Secteur public et création de valeur

Un groupe de travail du Cigref, en partenariat avec Capgemini Consulting, a analysé les mécanismes de création de valeur par l’usage du système d’information dans le secteur public.

Une étude conduite en 2009 par les DSI du Cigref et Capgemini Consulting, avait déjà montré que les DSI du secteur public se répartissaient de façon équilibrée entre les trois niveaux de maturité de la création de valeur (utilitaire technologique/centre de services/technologie métier, voir encadré), de la même manière que le secteur privé.

C’est logique, dans la mesure où les enjeux des systèmes d’information entre le secteur public et le privé convergent. Pour Alain Folliet, DSI de la Cnaf, « privé et public partagent un modèle de valeur commun, même si dans le public, le poids du réglementaire est plus important ».

Des enjeux que résument Daniel Urbani, DSI de Pôle emploi : « La maîtrise des dépenses publiques (réduire les dépenses de fonctionnement, mutualiser les compétences…), l’amélioration de l’offre de services (simplifier les démarches, proposer de nouveaux services, améliorer l’accueil…) et l’éclairage des décisions politiques par la valorisation du patrimoine informationnel, le secteur public recèle un énorme potentiel de données. »

Cependant, soulignent les auteurs de l’étude, « si les enjeux et préoccupations rejoignent ceux du secteur privé, si les grands ministères et les organismes sociaux démontrent un professionnalisme certain dans la gouvernance et la conduite des opérations SI, les injonctions paradoxales et les contraintes auxquelles sont confrontées les organisations publiques pèsent sur l’efficacité du système ».

# # # # #

▶ _VOTRE TÂCHE_:
Recopiez fidèlement le passage du texte sur la création de valeur dans le secteur public qui s'ouvre sur les mots contenant « Un groupe de » et se termine par « le secteur privé. ».

▶ _INFORMATIONS AFFICHÉES_:
# # # # #

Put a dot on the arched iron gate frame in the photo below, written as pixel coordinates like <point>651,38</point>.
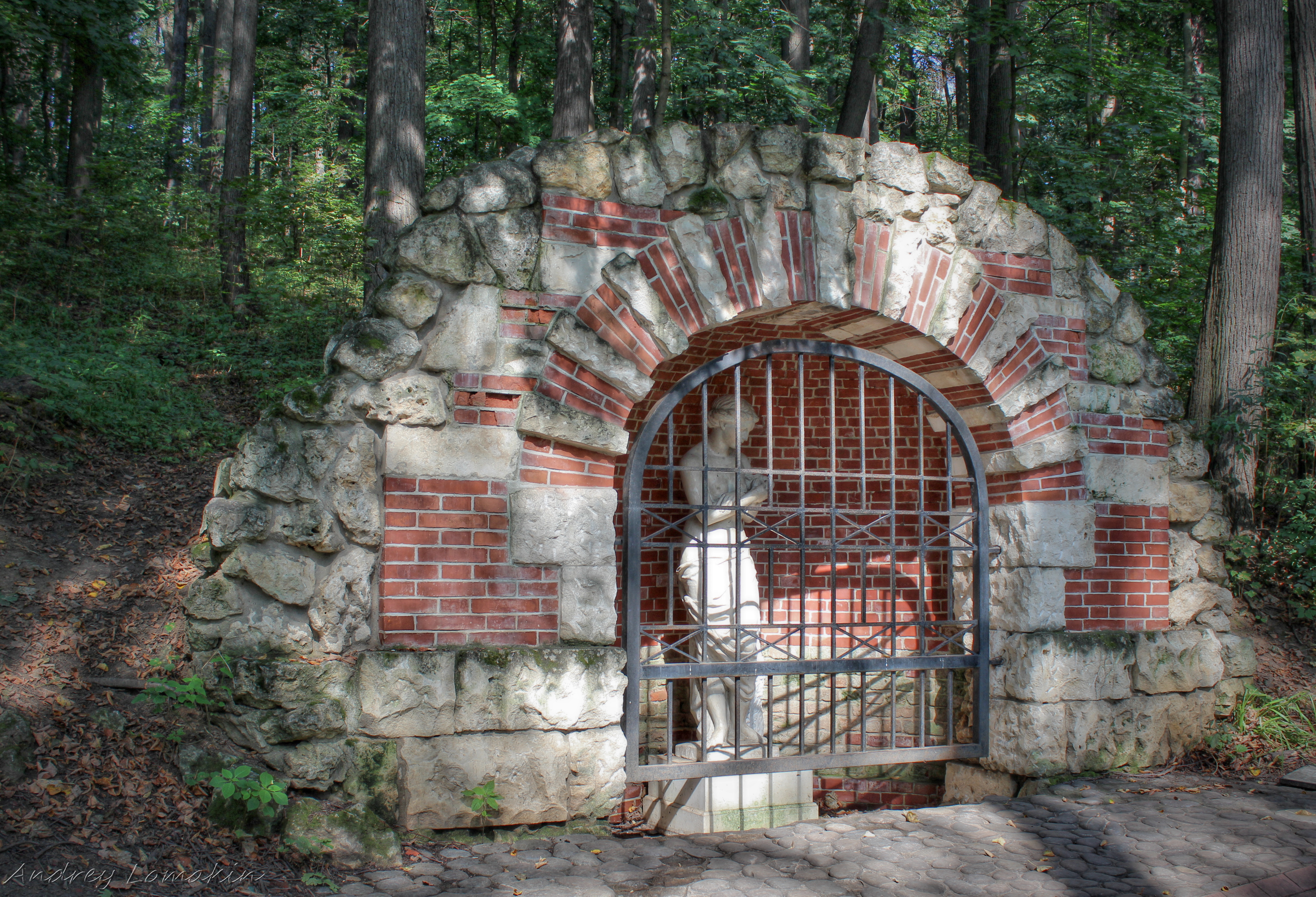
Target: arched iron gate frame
<point>978,659</point>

# # # # #

▶ _RÉSULTAT FINAL_:
Un groupe de travail du Cigref, en partenariat avec Capgemini Consulting, a analysé les mécanismes de création de valeur par l’usage du système d’information dans le secteur public.

Une étude conduite en 2009 par les DSI du Cigref et Capgemini Consulting, avait déjà montré que les DSI du secteur public se répartissaient de façon équilibrée entre les trois niveaux de maturité de la création de valeur (utilitaire technologique/centre de services/technologie métier, voir encadré), de la même manière que le secteur privé.